• [Problem description]: What is needed here is an exact copy of every record below.

• [Dataset extract]:
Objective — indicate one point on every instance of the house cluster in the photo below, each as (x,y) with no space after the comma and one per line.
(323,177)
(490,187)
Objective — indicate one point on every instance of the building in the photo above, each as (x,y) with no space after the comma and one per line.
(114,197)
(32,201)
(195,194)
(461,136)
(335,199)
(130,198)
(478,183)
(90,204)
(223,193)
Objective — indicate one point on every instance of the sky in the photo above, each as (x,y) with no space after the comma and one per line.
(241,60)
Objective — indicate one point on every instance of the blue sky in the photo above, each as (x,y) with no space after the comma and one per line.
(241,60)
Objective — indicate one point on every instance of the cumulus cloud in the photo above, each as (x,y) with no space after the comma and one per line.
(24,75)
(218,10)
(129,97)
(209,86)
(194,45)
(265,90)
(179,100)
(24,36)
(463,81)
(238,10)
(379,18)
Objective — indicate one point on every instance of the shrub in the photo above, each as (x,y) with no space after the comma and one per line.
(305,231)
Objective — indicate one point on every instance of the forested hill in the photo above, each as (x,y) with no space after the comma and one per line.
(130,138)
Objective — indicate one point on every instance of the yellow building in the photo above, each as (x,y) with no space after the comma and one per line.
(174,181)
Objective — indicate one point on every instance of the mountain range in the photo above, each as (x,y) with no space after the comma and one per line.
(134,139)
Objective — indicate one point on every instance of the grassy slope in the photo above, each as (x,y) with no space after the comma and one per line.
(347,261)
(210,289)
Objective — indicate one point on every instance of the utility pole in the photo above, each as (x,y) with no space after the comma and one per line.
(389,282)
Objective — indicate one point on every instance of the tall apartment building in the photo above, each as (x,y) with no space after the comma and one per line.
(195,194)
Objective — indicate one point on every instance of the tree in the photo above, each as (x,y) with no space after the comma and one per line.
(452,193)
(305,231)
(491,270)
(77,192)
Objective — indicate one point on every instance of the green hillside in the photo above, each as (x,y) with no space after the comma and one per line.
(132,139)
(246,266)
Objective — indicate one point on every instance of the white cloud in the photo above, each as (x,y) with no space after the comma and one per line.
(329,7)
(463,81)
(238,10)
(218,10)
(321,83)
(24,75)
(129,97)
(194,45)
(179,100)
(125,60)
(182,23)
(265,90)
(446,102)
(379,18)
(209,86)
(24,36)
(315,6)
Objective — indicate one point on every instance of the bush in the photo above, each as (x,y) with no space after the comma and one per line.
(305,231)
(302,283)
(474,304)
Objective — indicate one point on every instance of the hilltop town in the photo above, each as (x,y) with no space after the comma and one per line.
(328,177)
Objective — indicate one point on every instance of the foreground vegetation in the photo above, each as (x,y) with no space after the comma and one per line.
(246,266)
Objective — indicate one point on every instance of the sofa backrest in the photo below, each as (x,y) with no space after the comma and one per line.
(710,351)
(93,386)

• [Answer section]:
Objective — indicate one point on every instance of the house cluster in the photo below, each as (x,y) with no space after the comma and one per line.
(323,177)
(490,187)
Objective — indicate one point on every instance of the building in the photo above, each as (x,y) with no space after the comma and one per line.
(114,197)
(32,201)
(195,194)
(461,136)
(335,199)
(130,198)
(478,183)
(90,204)
(223,193)
Objective — indicate one point on every instance of the sky in the photo above, each as (x,y) with no space after the comma and one per line.
(241,60)
Objective — indicate one point on every instance of the blue sky in the photo above, each as (x,y) with no space after the comma and one per line.
(241,60)
Objective — indicate one point on every instance of the cumulus cloud in the photo above, each as (x,y) with no space after the comma and one per line.
(24,75)
(218,10)
(129,97)
(209,86)
(194,45)
(265,90)
(179,100)
(24,36)
(463,81)
(238,10)
(379,18)
Objective — indicate one point on every instance of the shrub in the photo above, each as (x,y) with no space after the comma and one per line.
(305,231)
Objective — indicate one point on every instance of the forested hill in the photo above, each as (x,y) with no space after the comma and one per line.
(130,138)
Objective — indicate one point on every instance of the yellow building in the photo above, each as (x,y) with no space after the comma and one per line.
(174,181)
Objective — indicate one point on every instance of the mountain range in the photo above, each as (x,y) with no space after the comma and one per line.
(134,139)
Objective — indicate one point on every instance of the grassy slope in the photo above, each as (x,y) with no space after the comma and one per line.
(347,261)
(210,289)
Objective — indicate one point on every instance of the utility pole in the photo above, each as (x,y) with no space after the comma and one per line.
(389,282)
Objective — indicate one point on every instance of the tall apartment building in the photo above, each as (x,y) with no space after the comma and one per line.
(195,194)
Objective — indicate one point on every instance of the tree in the photo above, each as (x,y) with no space after the comma and one per line.
(452,193)
(305,231)
(491,270)
(77,192)
Objective — indicate one point on every instance of the green hillside in the photo above, each as (x,y) with no space after the comma and one per line.
(132,139)
(246,266)
Objective — indicate one point on every instance of the white cloud in the photo above, each as (x,y) with no space after the comma and one per line.
(329,7)
(463,81)
(238,10)
(218,10)
(321,83)
(24,75)
(129,97)
(194,45)
(179,100)
(125,60)
(182,23)
(265,90)
(446,102)
(379,18)
(209,86)
(24,36)
(315,6)
Objective — indicate one point on every instance of the bush in the photo above, each as (x,y) with no space after the comma and one per line.
(305,231)
(302,283)
(474,304)
Objective — indicate one point on every instance of the hilltop town in the photo above, each as (x,y) with no space after the comma and one per line.
(328,177)
Objective — indicate one point on every instance of the foreground vegetation in the photo above, each as (x,y) with no space after the comma and one per line.
(246,266)
Objective — indicate one point on every instance of the sofa backrest in the photo below, each as (x,y) with no space after the comma and one per line.
(710,351)
(93,386)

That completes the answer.